* [Source]:
::::

Those of you with those old-school barometers with the dial and the helpful forecasting labels such as "Nice" and "Fair" and "Rain" are probably ready to toss it in the trash and join the 21st Century by going digital. I mean, the dial's been stuck pointing to "Stormy" for three days now, and the weather outside has been nicer than several typical June days we see.
But no, the old school barometer is correct. The atmospheric pressure is quite low, and has been so for several days now -- all along the West Coast.
For Southern California, it's meant torrential storms. Here, it's meant sunshine and highs near 60. That sounds crazy, and it is, in a way. And it's making for a whole host of strange weather oddities, including most of the Southwest shattering records for all-time record low pressure readings.
The pattern was set up as so: Deep, intense areas of low pressure have been swinging around a main area of low pressure in the Eastern Pacific Ocean. But the upper air flow has carried them far enough offshore that we in the Northwest aren't getting much of the storminess (some showers).

::::

* [Required actions]:
**A.** In the barometer piece, why is the Northwest getting little of the storminess even though pressure has been very low?
**B.** Condense the paragraph of the barometer piece that begins "For Southern California, it's meant" into a short bulleted list that keeps its main facts.

::::

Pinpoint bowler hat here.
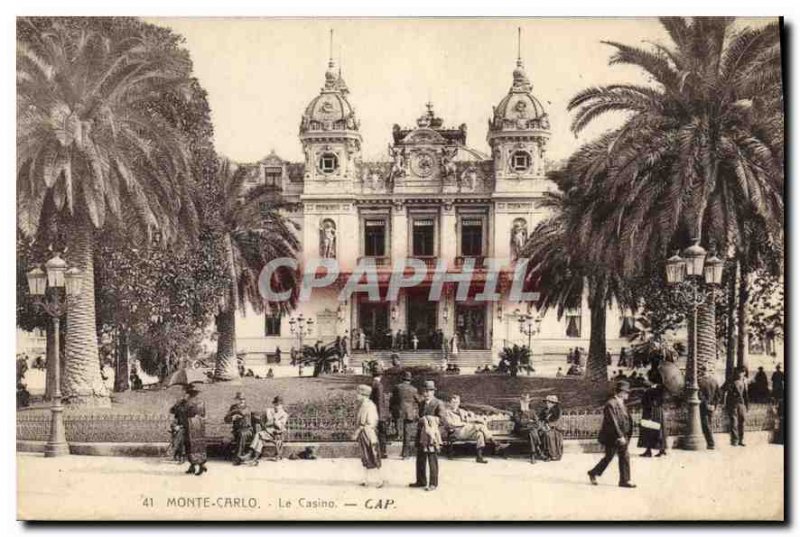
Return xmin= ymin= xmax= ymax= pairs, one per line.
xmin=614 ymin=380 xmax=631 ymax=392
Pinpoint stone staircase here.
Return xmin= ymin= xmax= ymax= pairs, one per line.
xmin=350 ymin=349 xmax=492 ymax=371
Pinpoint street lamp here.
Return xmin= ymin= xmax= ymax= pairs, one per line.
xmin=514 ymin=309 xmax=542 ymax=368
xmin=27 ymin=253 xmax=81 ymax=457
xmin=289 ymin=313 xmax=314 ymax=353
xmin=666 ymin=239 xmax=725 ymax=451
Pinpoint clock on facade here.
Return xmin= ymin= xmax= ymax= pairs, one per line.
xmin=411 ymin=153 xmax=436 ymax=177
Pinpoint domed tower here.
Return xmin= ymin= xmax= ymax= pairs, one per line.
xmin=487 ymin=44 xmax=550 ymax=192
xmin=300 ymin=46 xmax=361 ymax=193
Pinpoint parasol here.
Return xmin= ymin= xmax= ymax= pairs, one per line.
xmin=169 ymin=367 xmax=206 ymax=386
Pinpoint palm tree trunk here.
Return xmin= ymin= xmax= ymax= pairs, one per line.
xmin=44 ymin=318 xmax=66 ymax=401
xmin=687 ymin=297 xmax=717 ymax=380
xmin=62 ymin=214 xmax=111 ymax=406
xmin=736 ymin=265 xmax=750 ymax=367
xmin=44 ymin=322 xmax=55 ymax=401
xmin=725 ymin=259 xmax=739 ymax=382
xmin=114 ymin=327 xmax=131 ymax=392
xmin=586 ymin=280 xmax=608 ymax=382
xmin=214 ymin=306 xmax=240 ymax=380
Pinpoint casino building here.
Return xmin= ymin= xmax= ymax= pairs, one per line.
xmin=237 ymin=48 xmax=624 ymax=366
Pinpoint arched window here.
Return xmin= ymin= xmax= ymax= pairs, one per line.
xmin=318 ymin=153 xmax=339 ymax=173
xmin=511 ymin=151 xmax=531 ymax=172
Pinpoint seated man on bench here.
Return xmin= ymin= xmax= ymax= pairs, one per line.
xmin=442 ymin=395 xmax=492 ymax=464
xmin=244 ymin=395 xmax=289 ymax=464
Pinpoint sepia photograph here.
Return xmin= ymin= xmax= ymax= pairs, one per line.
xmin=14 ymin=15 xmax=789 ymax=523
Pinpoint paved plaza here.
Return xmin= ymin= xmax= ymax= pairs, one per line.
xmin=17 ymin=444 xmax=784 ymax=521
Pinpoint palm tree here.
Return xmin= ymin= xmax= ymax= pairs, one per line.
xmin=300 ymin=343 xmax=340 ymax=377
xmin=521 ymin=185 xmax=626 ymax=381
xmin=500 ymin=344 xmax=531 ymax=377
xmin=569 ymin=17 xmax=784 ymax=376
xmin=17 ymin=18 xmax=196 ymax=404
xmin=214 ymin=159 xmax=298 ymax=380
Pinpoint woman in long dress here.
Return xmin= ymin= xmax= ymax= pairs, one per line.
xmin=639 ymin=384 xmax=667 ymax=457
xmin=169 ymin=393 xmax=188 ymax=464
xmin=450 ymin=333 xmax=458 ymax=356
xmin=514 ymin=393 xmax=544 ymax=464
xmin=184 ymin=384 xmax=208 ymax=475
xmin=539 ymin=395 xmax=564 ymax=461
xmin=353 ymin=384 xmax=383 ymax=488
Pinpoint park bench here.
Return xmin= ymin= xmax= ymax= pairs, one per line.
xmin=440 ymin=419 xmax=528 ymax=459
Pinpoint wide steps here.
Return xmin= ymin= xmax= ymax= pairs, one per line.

::::

* [Results by task]:
**A.** The deep, intense areas of low pressure are swinging around a main low in the Eastern Pacific Ocean. The upper air flow has carried them far enough offshore that the Northwest gets only some showers.

**B.**
- Southern California: torrential storms
- Here: sunshine and highs near 60
- The situation is causing many strange weather oddities.
- Most of the Southwest has broken its all-time records for low pressure readings.